• [Tasks for this exercise]
(1) Using the text on the exa-cel trials, answer these questions:
(a) What was the median follow-up in the sickle cell disease trial?
(b) Which grade 3 or higher adverse event was most common in that trial, and in what share of patients?
(c) What percentage of beta-thalassemia participants achieved transfusion independence for at least 1 year?
(2) Continue the text on the exa-cel trials, starting after its final sentence.

• [Supplied text]
:::
Sickle cell disease trial

In CLIMB-SCD-121, patients had to be between ages 12 and 35 years and have at least two severe vaso-occlusive crises in the previous 2 years.

Study participants received pharmacokinetic-adjusted busulfan myeloablation prior to treatment.

The open-label study had 44 patients (55% men; 86% Black; 73% aged 18-35 years) receive exa-cel with a median follow-up of 19.3 months.

All patients had neutrophil and platelet engraftment, 97% did not have vaso-occlusive crises for at least 1 year (95% CI, 83-100) and no patients had hospitalizations due to vaso-occlusive crises for at least 1 year (P < .001).

“Our fetal hemoglobin in individuals we enroll continue to be very stable over 2, 3, 4, 5 years, which is indicative that our editing really was effective in the hematopoietic stem cells, not in cells that will eventually fade and go away,” Frangoul said.

All patients had at least one adverse event. Researchers categorized most adverse events as grade 1 or 2, but 95% of patients experienced a grade 3 or 4 toxicity.

The most common grade 3 and above adverse events included stomatitis (55%), febrile neutropenia (48%), and decreased platelet count (48%) and appetite (41%).

Neither graft failure nor cancer developed in any patients.

“The adverse events with this study were very similar to what you expect in an autologous transplant,” Frangoul said. “When you give high-dose [chemotherapy] to individuals with a sickle cell disease, they’re going to lose their hair. They’re going to drop their white count. They are going to drop their platelets. They are going to get fever, neutropenia. All of these adverse events were compatible with what you see with high-dose chemotherapy in an autologous transplant.”

Beta-thalassemia trial

In CLIMB THAL-111, patients also had to be between ages 12 and 35 years. They had to have transfusion-dependent beta-thalassemia and specific genotypes.

Participants had the same conditioning as the individuals in the beta-sickle cell disease trial.

The open-label study had 52 participants (52% men; 42% Asian; 65% aged 18-35 years) receive exa-cel with a median follow-up of 20.4 months.

As in the other trial, all patients had neutrophil and platelet engraftment, and 91% achieved transfusion independence for at least 1 year (95% CI, 77-98).

Hemoglobin levels increased shortly after infusion and remained elevated.
:::
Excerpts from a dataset
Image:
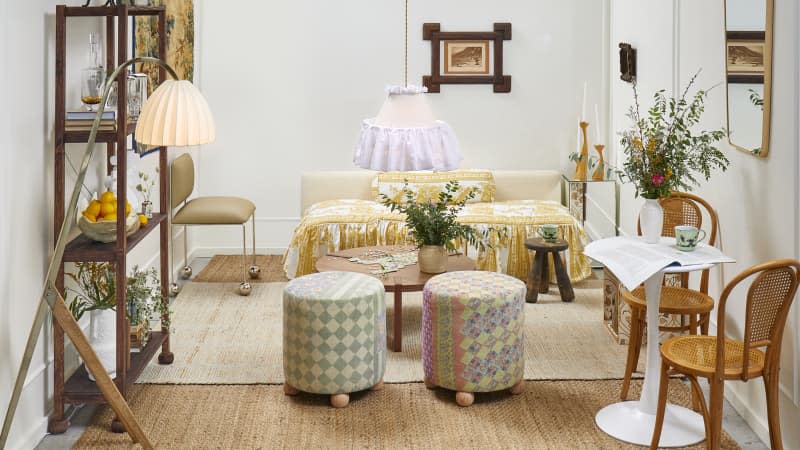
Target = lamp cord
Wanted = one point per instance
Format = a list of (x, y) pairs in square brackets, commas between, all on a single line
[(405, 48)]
:::
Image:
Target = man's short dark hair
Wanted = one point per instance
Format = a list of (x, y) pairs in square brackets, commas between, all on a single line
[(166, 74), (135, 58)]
:::
• [Per-task answers]
(1)
(a) 19.3 months
(b) Stomatitis, in 55% of patients
(c) 91%

(2)
All patients had at least one adverse event. Researchers categorized most of the adverse events as grade 1 or 2, but 88% of patients experienced a grade 3 or 4 toxicity.

The most common grade 3 and above adverse events included febrile neutropenia (54%), stomatitis (40%), anemia (38%), decreased platelet count (35%) and thrombocytopenia (35%).

Serious adverse events occurred in 33% of patients, the most common being veno-occlusive liver disease (five patients). Researchers believe busulfan conditioning caused them.

Next steps

The studies have follow-up protocols that last for 15 years, and Frangoul hopes they can produce answers about exa-cel’s impact on the body.

“The average life expectancy of an individual with sickle cell disease is 45 years,” he said. “The reason why is because they get end-organ damage — kidney damage, brain damage, lung damage. The key is to see if these therapies that are so effective early on actually can prevent end-organ damage long term.”

Joseph M. McCune, MD, PhD, professor at University of California, San Francisco, and HansPeter Kiem, MD, PhD, deputy director of translational science and therapeutics division at Fred Hutch Cancer Center, wrote an accompanying editorial in praising the success of the trials, but hoping future research could look into in vivo gene therapy, which could help reduce the need for high-dose chemotherapy for preparation, as well as ways to reduce cost and expand the availability away from specialized centers.

Frangoul hopes exa-cel’s approvals can be the start of that.

“Those two [studies] are basically the first step, [like Neil] Armstrong’s foot on the moon,” he said. “There are many other steps in the future. Hopefully, we showed that gene editing is safe and effective in humans, not only in the Petri dish and the lab.”